◆ **Fragmento para leer**

__________

Acudo
con auténtica emoción a la muestra de la obra de Leonora Carrington que, bajo el título de Revelación, se exhibe en la Fundación Mapfre. A
juzgar por la gran afluencia de público, deduzco que dicho título es
acertado: son muchos los que acuden deseosos de contemplar al natural las
pinturas de esta autora poco conocida en nuestro país y sobre la cual no se
había realizado hasta el momento una exposición individual. En mi caso, se
trata de una artista con la que siento hace tiempo una vinculación especial y a
la que he seguido en sus variadas facetas creativas, entre ellas la literaria.
Se diría que me dispongo, por tanto, a conocer en persona a una amiga con la
que mantengo desde hace años una intensa relación en la distancia.

__________

Enumere, en el orden en que aparecen, todas las formas verbales conjugadas en primera persona del singular que contiene el fragmento para leer.

__________

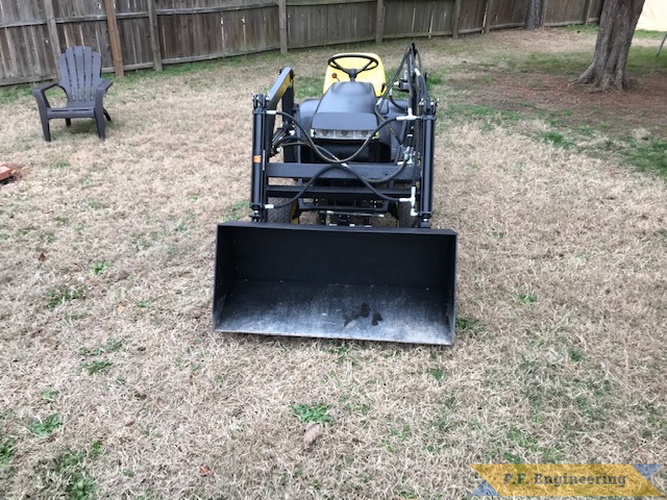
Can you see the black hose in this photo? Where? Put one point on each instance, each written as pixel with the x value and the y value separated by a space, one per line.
pixel 322 171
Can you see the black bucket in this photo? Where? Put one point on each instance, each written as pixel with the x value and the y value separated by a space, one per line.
pixel 385 284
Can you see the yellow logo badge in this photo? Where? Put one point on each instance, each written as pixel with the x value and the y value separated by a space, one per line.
pixel 576 480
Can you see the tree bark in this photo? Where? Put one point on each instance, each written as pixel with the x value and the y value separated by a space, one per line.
pixel 534 15
pixel 617 26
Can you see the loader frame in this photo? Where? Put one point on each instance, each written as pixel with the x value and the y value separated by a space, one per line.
pixel 413 181
pixel 345 276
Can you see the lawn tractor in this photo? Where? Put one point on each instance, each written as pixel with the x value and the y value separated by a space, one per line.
pixel 340 243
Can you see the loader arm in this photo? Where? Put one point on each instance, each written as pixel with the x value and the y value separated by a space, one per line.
pixel 351 157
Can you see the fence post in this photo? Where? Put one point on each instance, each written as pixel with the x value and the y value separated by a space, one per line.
pixel 587 8
pixel 455 18
pixel 487 16
pixel 114 37
pixel 155 35
pixel 53 31
pixel 379 21
pixel 543 20
pixel 282 25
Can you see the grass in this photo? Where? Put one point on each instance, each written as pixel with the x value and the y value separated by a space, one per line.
pixel 649 154
pixel 119 388
pixel 97 366
pixel 7 450
pixel 99 267
pixel 43 428
pixel 64 294
pixel 312 413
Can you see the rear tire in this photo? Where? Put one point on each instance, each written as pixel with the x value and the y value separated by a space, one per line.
pixel 404 217
pixel 281 215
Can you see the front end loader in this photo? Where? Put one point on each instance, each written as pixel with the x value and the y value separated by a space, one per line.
pixel 340 243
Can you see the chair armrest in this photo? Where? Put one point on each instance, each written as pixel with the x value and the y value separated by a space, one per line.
pixel 101 89
pixel 40 93
pixel 43 88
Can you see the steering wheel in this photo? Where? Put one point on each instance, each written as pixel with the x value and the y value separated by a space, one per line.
pixel 353 72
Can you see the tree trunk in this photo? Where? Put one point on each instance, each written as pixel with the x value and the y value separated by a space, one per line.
pixel 534 15
pixel 617 26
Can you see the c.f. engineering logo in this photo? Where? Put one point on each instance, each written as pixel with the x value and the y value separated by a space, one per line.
pixel 585 480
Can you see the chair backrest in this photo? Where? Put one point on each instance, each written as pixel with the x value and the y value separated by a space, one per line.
pixel 80 73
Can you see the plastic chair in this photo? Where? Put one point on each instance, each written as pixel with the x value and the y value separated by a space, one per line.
pixel 80 78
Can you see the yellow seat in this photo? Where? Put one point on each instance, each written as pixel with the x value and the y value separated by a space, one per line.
pixel 376 76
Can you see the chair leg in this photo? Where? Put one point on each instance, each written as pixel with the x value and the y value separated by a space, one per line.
pixel 99 121
pixel 46 129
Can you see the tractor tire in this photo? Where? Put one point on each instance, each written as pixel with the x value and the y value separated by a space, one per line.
pixel 281 215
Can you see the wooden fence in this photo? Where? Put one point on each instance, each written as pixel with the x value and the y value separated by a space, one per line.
pixel 135 34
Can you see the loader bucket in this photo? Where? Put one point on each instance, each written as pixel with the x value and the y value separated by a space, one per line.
pixel 384 284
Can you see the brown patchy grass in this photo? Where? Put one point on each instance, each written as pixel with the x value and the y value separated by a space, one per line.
pixel 105 293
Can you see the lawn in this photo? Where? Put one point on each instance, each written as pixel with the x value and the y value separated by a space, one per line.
pixel 113 383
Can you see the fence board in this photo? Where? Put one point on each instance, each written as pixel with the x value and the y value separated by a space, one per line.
pixel 192 30
pixel 564 12
pixel 419 18
pixel 594 11
pixel 508 14
pixel 472 16
pixel 322 23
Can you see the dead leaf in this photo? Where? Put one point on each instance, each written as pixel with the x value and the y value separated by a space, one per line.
pixel 313 432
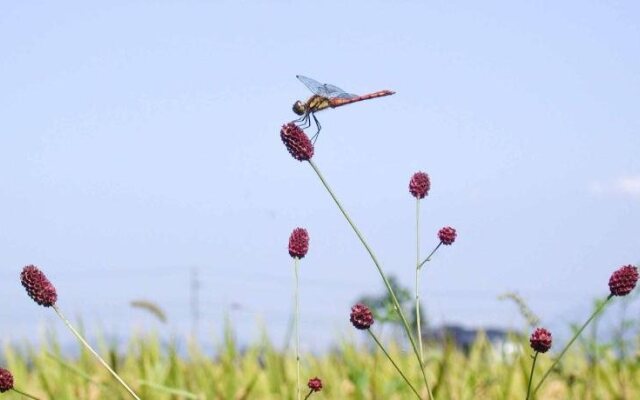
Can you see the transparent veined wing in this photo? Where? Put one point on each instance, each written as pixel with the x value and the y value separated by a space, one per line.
pixel 325 89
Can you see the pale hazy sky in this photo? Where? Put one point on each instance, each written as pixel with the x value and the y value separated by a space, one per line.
pixel 140 140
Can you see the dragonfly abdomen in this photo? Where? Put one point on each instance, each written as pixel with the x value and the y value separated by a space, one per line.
pixel 337 102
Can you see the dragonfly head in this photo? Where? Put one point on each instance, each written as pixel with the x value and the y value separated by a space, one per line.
pixel 299 107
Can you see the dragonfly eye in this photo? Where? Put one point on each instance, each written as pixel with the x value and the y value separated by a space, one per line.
pixel 299 107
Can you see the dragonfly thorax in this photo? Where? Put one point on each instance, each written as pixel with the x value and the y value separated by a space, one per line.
pixel 299 107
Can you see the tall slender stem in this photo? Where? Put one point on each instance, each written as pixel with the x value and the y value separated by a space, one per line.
pixel 88 347
pixel 396 304
pixel 24 394
pixel 296 261
pixel 394 363
pixel 533 366
pixel 429 256
pixel 573 339
pixel 418 322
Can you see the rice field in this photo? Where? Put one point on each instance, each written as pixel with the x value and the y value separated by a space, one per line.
pixel 158 370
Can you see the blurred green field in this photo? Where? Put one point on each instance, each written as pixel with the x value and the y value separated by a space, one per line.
pixel 157 370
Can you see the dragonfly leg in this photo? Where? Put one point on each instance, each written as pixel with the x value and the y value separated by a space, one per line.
pixel 303 122
pixel 315 137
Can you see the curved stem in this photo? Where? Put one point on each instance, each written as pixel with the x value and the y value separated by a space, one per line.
pixel 533 366
pixel 96 355
pixel 573 339
pixel 396 304
pixel 394 363
pixel 24 394
pixel 418 322
pixel 296 261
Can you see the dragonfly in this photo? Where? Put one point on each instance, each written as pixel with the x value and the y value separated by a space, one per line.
pixel 326 96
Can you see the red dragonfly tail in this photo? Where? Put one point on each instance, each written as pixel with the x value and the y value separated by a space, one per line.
pixel 337 102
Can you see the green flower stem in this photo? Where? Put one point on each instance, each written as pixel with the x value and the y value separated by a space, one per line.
pixel 418 322
pixel 533 366
pixel 429 256
pixel 296 261
pixel 85 344
pixel 394 363
pixel 24 394
pixel 382 275
pixel 573 339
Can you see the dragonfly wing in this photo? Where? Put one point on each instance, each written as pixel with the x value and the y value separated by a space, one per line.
pixel 313 85
pixel 335 92
pixel 324 89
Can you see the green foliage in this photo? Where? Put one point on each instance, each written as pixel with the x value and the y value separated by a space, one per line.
pixel 158 371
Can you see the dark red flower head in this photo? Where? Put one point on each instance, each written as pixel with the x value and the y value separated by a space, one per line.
pixel 540 340
pixel 419 185
pixel 297 142
pixel 38 286
pixel 447 235
pixel 298 243
pixel 361 316
pixel 6 380
pixel 315 384
pixel 623 280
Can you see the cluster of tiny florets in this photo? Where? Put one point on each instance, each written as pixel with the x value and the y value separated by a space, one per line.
pixel 419 185
pixel 361 316
pixel 298 243
pixel 540 340
pixel 315 384
pixel 38 286
pixel 297 142
pixel 447 235
pixel 6 380
pixel 623 280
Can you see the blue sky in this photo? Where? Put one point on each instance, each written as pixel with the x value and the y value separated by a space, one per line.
pixel 140 140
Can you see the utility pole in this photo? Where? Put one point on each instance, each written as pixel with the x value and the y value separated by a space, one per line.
pixel 195 302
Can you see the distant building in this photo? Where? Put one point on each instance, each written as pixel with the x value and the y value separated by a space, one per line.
pixel 502 340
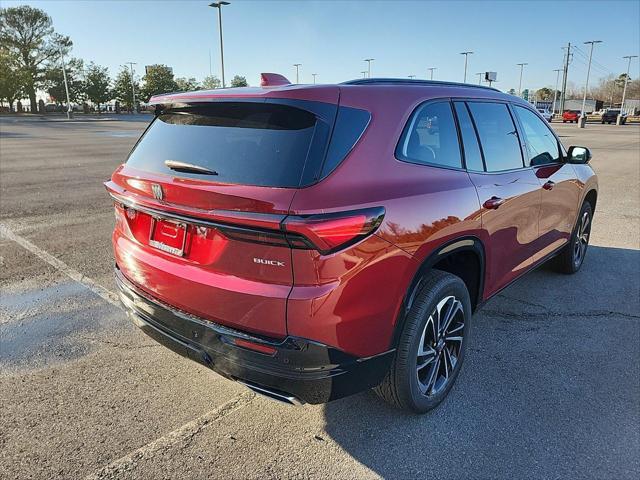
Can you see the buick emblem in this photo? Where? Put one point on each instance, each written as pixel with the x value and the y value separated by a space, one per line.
pixel 157 191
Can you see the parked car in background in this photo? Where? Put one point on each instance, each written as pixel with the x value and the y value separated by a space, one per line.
pixel 570 116
pixel 611 116
pixel 313 241
pixel 546 114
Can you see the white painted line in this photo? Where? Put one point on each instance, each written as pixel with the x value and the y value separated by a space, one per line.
pixel 180 436
pixel 90 284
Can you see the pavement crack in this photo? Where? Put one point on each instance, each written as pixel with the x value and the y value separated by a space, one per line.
pixel 180 438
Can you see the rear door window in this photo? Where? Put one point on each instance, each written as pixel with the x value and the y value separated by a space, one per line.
pixel 498 136
pixel 431 137
pixel 542 145
pixel 265 144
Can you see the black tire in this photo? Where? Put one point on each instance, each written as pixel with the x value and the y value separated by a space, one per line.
pixel 410 386
pixel 571 257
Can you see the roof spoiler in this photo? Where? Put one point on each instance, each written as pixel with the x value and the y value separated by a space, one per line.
pixel 273 80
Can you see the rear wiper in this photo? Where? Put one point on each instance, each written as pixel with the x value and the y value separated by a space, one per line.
pixel 188 167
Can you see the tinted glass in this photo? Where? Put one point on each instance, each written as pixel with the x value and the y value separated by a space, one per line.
pixel 432 137
pixel 246 143
pixel 472 155
pixel 498 136
pixel 542 145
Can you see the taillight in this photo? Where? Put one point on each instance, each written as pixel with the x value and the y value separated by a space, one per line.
pixel 334 231
pixel 327 232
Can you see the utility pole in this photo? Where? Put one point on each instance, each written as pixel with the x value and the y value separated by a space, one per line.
pixel 624 90
pixel 66 85
pixel 133 88
pixel 555 92
pixel 466 57
pixel 520 84
pixel 563 94
pixel 369 60
pixel 219 5
pixel 583 119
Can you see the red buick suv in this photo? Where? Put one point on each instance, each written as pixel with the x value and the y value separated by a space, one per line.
pixel 313 241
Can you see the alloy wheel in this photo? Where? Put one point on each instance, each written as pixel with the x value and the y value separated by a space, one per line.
pixel 440 346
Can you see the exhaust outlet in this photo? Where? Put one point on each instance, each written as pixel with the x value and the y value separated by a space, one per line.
pixel 272 394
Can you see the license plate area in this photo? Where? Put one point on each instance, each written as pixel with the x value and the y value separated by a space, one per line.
pixel 168 236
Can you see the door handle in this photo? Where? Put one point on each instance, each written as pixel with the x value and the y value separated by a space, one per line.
pixel 493 203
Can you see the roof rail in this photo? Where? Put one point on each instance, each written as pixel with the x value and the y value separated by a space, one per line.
pixel 410 81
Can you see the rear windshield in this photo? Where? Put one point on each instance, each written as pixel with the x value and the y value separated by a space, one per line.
pixel 265 144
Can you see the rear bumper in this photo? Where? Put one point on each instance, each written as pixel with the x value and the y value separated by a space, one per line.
pixel 300 369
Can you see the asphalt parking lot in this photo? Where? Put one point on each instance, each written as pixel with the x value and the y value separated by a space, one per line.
pixel 550 387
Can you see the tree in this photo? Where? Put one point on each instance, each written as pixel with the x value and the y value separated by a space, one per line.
pixel 157 80
pixel 11 78
pixel 122 88
pixel 211 82
pixel 187 84
pixel 27 33
pixel 97 84
pixel 54 81
pixel 239 81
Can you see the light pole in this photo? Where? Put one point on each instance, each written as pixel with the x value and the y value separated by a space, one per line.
pixel 369 60
pixel 520 84
pixel 219 5
pixel 133 88
pixel 555 92
pixel 66 85
pixel 466 57
pixel 583 119
pixel 624 90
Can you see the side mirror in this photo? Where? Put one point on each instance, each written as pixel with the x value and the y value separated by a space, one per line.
pixel 578 155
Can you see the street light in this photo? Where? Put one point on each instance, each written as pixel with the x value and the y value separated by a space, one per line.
pixel 583 120
pixel 133 88
pixel 555 92
pixel 520 84
pixel 219 5
pixel 369 60
pixel 466 57
pixel 624 90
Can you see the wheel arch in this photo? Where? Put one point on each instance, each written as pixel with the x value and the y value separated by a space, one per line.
pixel 447 258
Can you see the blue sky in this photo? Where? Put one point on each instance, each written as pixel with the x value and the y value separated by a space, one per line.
pixel 332 37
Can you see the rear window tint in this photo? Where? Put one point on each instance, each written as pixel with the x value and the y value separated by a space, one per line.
pixel 265 144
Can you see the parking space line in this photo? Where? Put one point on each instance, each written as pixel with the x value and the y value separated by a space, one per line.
pixel 59 265
pixel 181 436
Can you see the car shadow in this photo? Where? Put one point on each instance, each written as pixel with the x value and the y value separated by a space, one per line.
pixel 549 387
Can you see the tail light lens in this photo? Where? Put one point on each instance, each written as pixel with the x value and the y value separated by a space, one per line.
pixel 335 231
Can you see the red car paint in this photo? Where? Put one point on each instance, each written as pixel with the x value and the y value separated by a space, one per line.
pixel 350 299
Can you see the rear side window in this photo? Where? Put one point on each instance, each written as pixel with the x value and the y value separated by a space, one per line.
pixel 472 154
pixel 542 145
pixel 498 136
pixel 431 137
pixel 263 144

__________

◆ **Respuesta**
Acudo, deduzco, siento, he seguido, me dispongo, mantengo